Task details:
Print the records again, character for character.

** Start **

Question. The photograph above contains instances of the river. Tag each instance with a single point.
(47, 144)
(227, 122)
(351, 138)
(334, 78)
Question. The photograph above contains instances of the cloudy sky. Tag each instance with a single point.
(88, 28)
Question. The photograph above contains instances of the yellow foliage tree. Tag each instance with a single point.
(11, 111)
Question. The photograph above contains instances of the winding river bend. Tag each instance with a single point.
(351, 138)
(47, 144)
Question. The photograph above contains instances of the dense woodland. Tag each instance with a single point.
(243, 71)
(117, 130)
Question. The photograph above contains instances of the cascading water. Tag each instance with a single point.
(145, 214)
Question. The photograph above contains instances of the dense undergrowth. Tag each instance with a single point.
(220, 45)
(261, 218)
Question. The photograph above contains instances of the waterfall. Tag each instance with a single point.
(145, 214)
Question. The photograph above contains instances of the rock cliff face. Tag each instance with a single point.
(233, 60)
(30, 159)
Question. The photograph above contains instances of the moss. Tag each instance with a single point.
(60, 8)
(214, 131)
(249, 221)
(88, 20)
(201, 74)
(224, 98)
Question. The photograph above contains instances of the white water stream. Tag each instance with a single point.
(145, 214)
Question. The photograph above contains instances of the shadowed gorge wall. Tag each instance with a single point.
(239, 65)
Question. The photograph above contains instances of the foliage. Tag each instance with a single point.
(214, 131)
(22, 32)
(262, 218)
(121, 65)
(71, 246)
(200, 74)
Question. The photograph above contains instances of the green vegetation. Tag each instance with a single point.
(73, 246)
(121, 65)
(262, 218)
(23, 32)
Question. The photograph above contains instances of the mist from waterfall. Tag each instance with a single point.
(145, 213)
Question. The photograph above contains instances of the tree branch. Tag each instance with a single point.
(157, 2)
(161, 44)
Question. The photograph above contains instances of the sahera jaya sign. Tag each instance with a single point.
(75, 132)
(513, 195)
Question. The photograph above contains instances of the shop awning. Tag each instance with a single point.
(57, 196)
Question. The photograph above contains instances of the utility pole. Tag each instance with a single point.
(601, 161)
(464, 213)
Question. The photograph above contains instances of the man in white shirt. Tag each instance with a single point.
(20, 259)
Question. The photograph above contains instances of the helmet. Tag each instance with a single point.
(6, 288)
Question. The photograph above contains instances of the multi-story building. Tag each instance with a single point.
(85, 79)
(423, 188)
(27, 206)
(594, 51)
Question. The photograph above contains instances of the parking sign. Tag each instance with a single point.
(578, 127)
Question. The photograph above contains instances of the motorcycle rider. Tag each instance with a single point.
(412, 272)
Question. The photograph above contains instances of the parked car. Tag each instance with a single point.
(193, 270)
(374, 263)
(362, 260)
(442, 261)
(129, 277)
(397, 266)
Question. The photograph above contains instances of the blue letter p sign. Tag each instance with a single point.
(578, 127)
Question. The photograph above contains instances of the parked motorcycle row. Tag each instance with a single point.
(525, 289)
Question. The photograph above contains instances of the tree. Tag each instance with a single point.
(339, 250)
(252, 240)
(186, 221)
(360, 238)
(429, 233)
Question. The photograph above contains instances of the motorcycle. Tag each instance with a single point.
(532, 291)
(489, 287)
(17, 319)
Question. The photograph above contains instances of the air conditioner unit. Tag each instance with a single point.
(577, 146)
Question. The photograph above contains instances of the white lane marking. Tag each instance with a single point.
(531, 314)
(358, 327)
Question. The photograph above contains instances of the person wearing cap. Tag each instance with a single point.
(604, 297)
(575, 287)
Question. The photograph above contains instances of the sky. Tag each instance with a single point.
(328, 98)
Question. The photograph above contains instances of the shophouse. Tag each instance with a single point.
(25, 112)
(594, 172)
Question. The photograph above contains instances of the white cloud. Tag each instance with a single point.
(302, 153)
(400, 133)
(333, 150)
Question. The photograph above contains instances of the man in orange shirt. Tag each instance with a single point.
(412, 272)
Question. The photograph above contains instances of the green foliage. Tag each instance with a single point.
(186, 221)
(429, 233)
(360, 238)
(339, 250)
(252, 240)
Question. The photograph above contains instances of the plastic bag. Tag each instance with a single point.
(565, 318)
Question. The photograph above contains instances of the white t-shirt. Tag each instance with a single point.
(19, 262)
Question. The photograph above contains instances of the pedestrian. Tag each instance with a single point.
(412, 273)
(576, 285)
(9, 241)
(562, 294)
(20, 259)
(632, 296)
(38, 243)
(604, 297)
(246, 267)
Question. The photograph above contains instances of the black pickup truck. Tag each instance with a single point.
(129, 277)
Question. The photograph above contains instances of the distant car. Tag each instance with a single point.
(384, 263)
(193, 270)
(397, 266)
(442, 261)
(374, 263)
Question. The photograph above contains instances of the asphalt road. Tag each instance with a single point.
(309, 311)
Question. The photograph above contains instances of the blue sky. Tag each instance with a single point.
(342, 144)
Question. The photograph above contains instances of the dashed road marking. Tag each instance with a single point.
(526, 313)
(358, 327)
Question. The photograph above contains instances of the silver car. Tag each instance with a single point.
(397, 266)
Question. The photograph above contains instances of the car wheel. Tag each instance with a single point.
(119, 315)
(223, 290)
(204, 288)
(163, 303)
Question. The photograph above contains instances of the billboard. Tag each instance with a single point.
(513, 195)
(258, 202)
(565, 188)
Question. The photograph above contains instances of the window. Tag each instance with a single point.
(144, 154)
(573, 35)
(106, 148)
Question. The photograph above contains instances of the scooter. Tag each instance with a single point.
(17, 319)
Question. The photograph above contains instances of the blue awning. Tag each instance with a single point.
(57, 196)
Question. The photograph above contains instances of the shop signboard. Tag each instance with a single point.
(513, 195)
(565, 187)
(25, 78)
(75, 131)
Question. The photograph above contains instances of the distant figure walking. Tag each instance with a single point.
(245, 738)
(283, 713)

** End **

Final result:
Question. The photograph above contains instances of the river. Tag each instance with a single point.
(47, 144)
(227, 122)
(351, 138)
(334, 78)
Question. The photograph above contains instances of the cloudy sky. Tag each instance with a single point.
(88, 28)
Question. The photograph above contains instances of the yellow foliage tree. Tag each instance with a single point.
(11, 111)
Question. The photograph above contains instances of the winding river bend. Tag each instance with a single point.
(351, 138)
(47, 144)
Question. The photograph above contains instances of the dense woodland. Tag each instance with a single point.
(243, 71)
(117, 130)
Question. The photograph above contains instances of the cascading water. Tag each instance with a single point.
(145, 214)
Question. The photograph above contains instances of the dense undergrowth. Tag each instance with a single point.
(220, 45)
(261, 218)
Question. The photograph above contains instances of the waterfall. Tag each instance with a single point.
(145, 214)
Question. The photograph above contains instances of the rock cliff face. Tag each instance with a single point.
(233, 60)
(30, 159)
Question. The photograph above contains instances of the moss. Tag each instance with a single point.
(60, 8)
(214, 131)
(249, 221)
(88, 20)
(201, 74)
(224, 98)
Question. The photograph above contains instances of the white water stream. Tag each instance with a single point.
(145, 214)
Question. The photograph above contains instances of the shadowed gorge wall. Tag each instance with a single point.
(239, 65)
Question. The photograph above contains instances of the foliage. Tag each instance with a single point.
(214, 131)
(22, 32)
(262, 218)
(121, 65)
(71, 246)
(200, 74)
Question. The photograph above contains instances of the green vegetation. Tag each instance with a single point.
(73, 246)
(121, 65)
(262, 218)
(23, 32)
Question. The photograph above contains instances of the mist from waterfall. Tag each instance with a single point.
(145, 213)
Question. The photograph above contains instances of the tree branch. Tag each instance with a single point.
(157, 2)
(161, 44)
Question. The photograph above contains instances of the sahera jaya sign. Tag each instance with a single point.
(75, 132)
(513, 195)
Question. The photograph above contains instances of the shop awning. Tag each instance with a single point.
(57, 196)
Question. The photograph above contains instances of the utility pole. Tag each instance with a single point.
(601, 161)
(464, 213)
Question. The photograph above contains instances of the man in white shirt. Tag each instance with a single point.
(20, 259)
Question. The photograph above contains instances of the helmet. Tag each instance with a single point.
(6, 288)
Question. The photograph above contains instances of the multi-story building. Tag each instance with a single point.
(85, 79)
(423, 188)
(27, 206)
(594, 51)
Question. The photograph above contains instances of the parking sign. Tag each instance with a single point.
(578, 127)
Question. The photograph above contains instances of the motorcycle rider. Tag each instance with a single point.
(412, 272)
Question. The photograph above contains instances of the parked car. Tag each instance with a single point.
(193, 270)
(374, 263)
(362, 260)
(442, 261)
(129, 277)
(397, 266)
Question. The photograph above contains instances of the blue letter p sign. Tag each instance with a single point.
(578, 127)
Question. The photograph above contains instances of the parked motorcycle row. Tag each instance with a single point.
(525, 289)
Question. The photograph above contains instances of the tree. Tag each instance with a single point.
(339, 250)
(252, 240)
(186, 221)
(360, 238)
(429, 233)
Question. The photograph above contains instances of the motorcycle. Tag each instance with a single point.
(532, 291)
(489, 287)
(17, 319)
Question. The photograph above contains instances of the air conditioner unit. Tag each instance with a single point.
(577, 146)
Question. The photograph above contains instances of the white lane marking. Tag each instance with a single point.
(531, 314)
(358, 327)
Question. The photograph above contains instances of the person wearing cap. Tag each instance with a single point.
(604, 297)
(575, 287)
Question. The photograph above contains instances of the sky. Tag each instance with a single point.
(328, 98)
Question. The photograph above contains instances of the shophouse. Tag each instance with a single point.
(25, 112)
(594, 172)
Question. The photograph above contains instances of the white cloud. Tag each instance with a single point.
(302, 153)
(400, 133)
(333, 150)
Question. The photograph above contains instances of the man in orange shirt. Tag each instance with a single point.
(412, 272)
Question. The photograph above contains instances of the green foliage. Tag each instance with a single point.
(186, 221)
(429, 233)
(360, 238)
(339, 250)
(252, 240)
Question. The photograph above contains instances of the plastic bag. Tag each instance with a single point.
(565, 318)
Question. The photograph above contains instances of the white t-shirt. Tag each instance with a single point.
(19, 262)
Question. The photograph above contains instances of the pedestrian. Tag each instance with a single point.
(412, 273)
(576, 285)
(9, 241)
(562, 294)
(20, 259)
(632, 296)
(38, 243)
(604, 297)
(246, 267)
Question. The photograph above contains instances of the black pickup truck. Tag each instance with a single point.
(129, 277)
Question. The photograph above contains instances of the distant car. Tag each instance with a single point.
(384, 263)
(193, 270)
(397, 266)
(442, 261)
(374, 263)
Question. The photograph above contains instances of the asphalt road. Tag each instance with a single point.
(309, 311)
Question. The photograph above contains instances of the blue sky. Tag each instance with a single point.
(342, 144)
Question. The photograph above contains instances of the dashed road marking. Tag each instance with a single point.
(526, 313)
(358, 327)
Question. The photograph above contains instances of the silver car. Tag each instance with a single point.
(397, 266)
Question. The photograph above contains instances of the car wheel. Tag each instance with a single point.
(119, 315)
(223, 290)
(204, 288)
(163, 303)
Question. The photograph above contains instances of the billboard. Tag each instance with a single point.
(513, 195)
(258, 202)
(565, 188)
Question. The photograph above contains instances of the window. Tag each instance with a single point.
(144, 154)
(573, 35)
(106, 148)
Question. The photograph above contains instances of the scooter. Tag each instance with a single point.
(17, 319)
Question. The photograph above contains instances of the blue awning. Tag each instance with a single point.
(57, 196)
Question. The photograph above contains instances of the shop signboard. Tag each instance with a single point.
(513, 195)
(565, 187)
(25, 78)
(75, 131)
Question. The photograph above contains instances of the distant figure walking. Tag each instance with a single point.
(245, 738)
(283, 713)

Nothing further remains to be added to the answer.